Article:
# # # #

Use Cases
Discover how well-established information retrieval methods can optimize the management of large amounts of data within your organization.
Common IR techniques used by universities and libraries can be implemented in a company environment where huge quantities of unstructured information accumulate every day: Different studies show that, on average, an employee spends about one hour every day looking for the right information in emails, internal memos, presentations, texts, calculations or distinct databases -unproductive time that can be reduced by indexing, annotating and/or classifying the documents.
Domain-specific IR applications have been specifically developed to retrieve complex documents, such as patent and legal documentation, scientific and technical documents, or chemical structures. Current research projects in the fields of image retrieval, machine translation and information visualization address sophisticated retrieval challenges and build the basis for the development of customized solutions.
Most frequently, the implementation of existing academic tools combined with well-established open source components will deliver a quick, but sustainable increase in the efficiency of your IR processes. More specific retrieval challenges will require the set up of a dedicated R&D project. In both cases, the IRF will assist you with the necessary IR skills and resources to take the right decisions.
The introduction of appropriate IR techniques can also provide huge contributions in speeding up your R&D, increasing the efficiency of your HR processes by introducing new ways to identify internal experts, or improving your sales and marketing processes with opinion mining. Please contact us to find out more!
Index
The purpose of creating an index is to optimize the speed and the performance of finding relevant documents. Without an index, the search engine scans every document in the corpus, which requires considerable time and computing power. While an index of 10,000 documents, for example, can be queried within milliseconds, a sequential scan of every word in 10,000 large documents could take hours.
By creating appropriate indices, we improve the accessibility of different kinds of data within your entire organization, which increases the productivity of your staff.

# # # #

Record excerpts:
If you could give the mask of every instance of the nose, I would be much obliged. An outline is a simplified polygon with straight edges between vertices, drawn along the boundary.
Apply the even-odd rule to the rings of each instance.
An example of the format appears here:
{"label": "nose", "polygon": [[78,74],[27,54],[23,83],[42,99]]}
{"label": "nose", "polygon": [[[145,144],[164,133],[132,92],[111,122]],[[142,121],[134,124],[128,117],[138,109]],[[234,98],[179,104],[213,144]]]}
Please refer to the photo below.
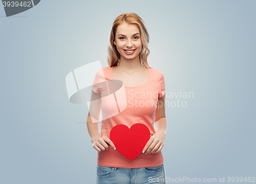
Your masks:
{"label": "nose", "polygon": [[130,40],[128,40],[126,45],[127,48],[132,48],[133,47],[133,43]]}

# # # #

Directions:
A – Answer these questions about the information retrieval page:
(i) On average, how much time does an employee spend each day looking for the right information?
(ii) Within what span of time can an index of 10,000 documents be queried?
(iii) What method is named for improving sales and marketing processes?
B – Transcribe the passage of the information retrieval page starting at "The introduction of" and ending at "find out more!".
Base your work solely on the information retrieval page, not on the data.

Answers for this exercise:
A –
(i) About one hour.
(ii) Within milliseconds.
(iii) Opinion mining.

B –
The introduction of appropriate IR techniques can also provide huge contributions in speeding up your R&D, increasing the efficiency of your HR processes by introducing new ways to identify internal experts, or improving your sales and marketing processes with opinion mining. Please contact us to find out more!